## Set problem A
From the workbench text, condense the paragraph that begins "Richard Maguire has a short video" into a shorter version that keeps its main facts.
## Set problem B
Retype the stretch of the workbench text from "A couple of other" through "unwieldy in comparison.", word for word.

## Text passage
★ ★ ★ ★
Well known UK woodworkers like Paul Sellers and Richard Maguire do a great job of showing how to build a workbench with a minimal set of tools and without an existing bench. I was lucky to have a bench already, but Sellers and Maguire both go through their instructional videos using a couple of sawhorses and some basic tools: a hand saw, a chisel, a combination square, a marking gauge, a mallet and a marking knife.
Sellers gets by with a single bench plane (a #4 smoother) and Maguire uses a couple of longer planes during his build, but argues that a no 4 or 5 could be used quite satisfactorily for the whole job, only noting that – if you have access to a longer plane – you’d be daft not to use it.
I am in the fortunate position of having collected a good selection of decent quality vintage tools and thus had an opportunity to experiment – below are the tools I used when making my English workbench.
I used a wooden jack plane & a wooden jointer on some boards and a Record #5 & #7 on others. Generally I preferred the woodies for the rough prep work and the metal planes when I was trying to be more accurate.
Richard Maguire has a short video on which plane he would use if he had to choose a single plane. His conclusion is that a no 5 used with two irons (one cambered more than the other) would be ideal. Having experimented with cambered vs straight irons it is hard to overstate how much energy/time a cambered iron saves when doing the rough prep stages.
Nice to have
Paul Seller’s shows what can be done with a humble no 4 if you know what you are doing but as a learner I found longer planes really did help when flattening the boards:
#7 metal plane/wooden jointer: If I were doing another bench and had to start my tool collection again I would still get a cheap 22′ wooden jointer even if I only used it for this job – they are still common and can be bought for very little money. Having said that, of all my planes my Record #7 is the one I enjoyed using the most (they really don’t make ’em like that any more!).
A couple of other planes are useful but not essential:
- A block plane (a Veritas low angle block plane as it happened, but much cheaper second hand options are available). I suppose this was something of a luxury plane for the job at hand, but there were a few times where it was convenient to use the plane one-handed (for instance where the part is already installed on the bench and awkward to get to) and the block plane is ideal for this. A no 4 would have done the same at a stretch but would be unwieldy in comparison.
- Record shoulder plane – completely frivolous (good at cleaning up shoulders though!)
Must-have: any old panel or hand saw (R Magurie makes do with a bog standard B&Q hardpoint for his whole bench). I used my Spearior 88 panel saw for most of mine.
Nice to have: I was glad to have a decent rip saw (Disston) when I had to reduce the width of the top boards, but you can easily avoid the need by adjusting your design to use full width boards. I used my 14’’ carcass saw (Drabble and Sanderson) for most to the cross cuts – it has 10 TPI so cuts reasonably quickly and I found the stiff blade and extra weight made it easier to saw straight.
★ ★ ★ ★
## Information shown
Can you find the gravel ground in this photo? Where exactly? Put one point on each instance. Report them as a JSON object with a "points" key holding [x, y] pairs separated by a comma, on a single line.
★ ★ ★ ★
## Correct result A
In a short video, Richard Maguire names the single plane he would choose: a no 5 with two irons, one cambered more than the other. Experiments with cambered and straight irons show that a cambered iron saves a great deal of energy and time during rough prep.

## Correct result B
A couple of other planes are useful but not essential:
- A block plane (a Veritas low angle block plane as it happened, but much cheaper second hand options are available). I suppose this was something of a luxury plane for the job at hand, but there were a few times where it was convenient to use the plane one-handed (for instance where the part is already installed on the bench and awkward to get to) and the block plane is ideal for this. A no 4 would have done the same at a stretch but would be unwieldy in comparison.